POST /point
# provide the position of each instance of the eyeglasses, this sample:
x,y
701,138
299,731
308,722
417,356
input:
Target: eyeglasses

◇ ◇ ◇ ◇

### [Work instruction]
From the material above, please return each line containing "eyeglasses".

### [Answer below]
# provide the position of each instance of the eyeglasses, this sample:
Target: eyeglasses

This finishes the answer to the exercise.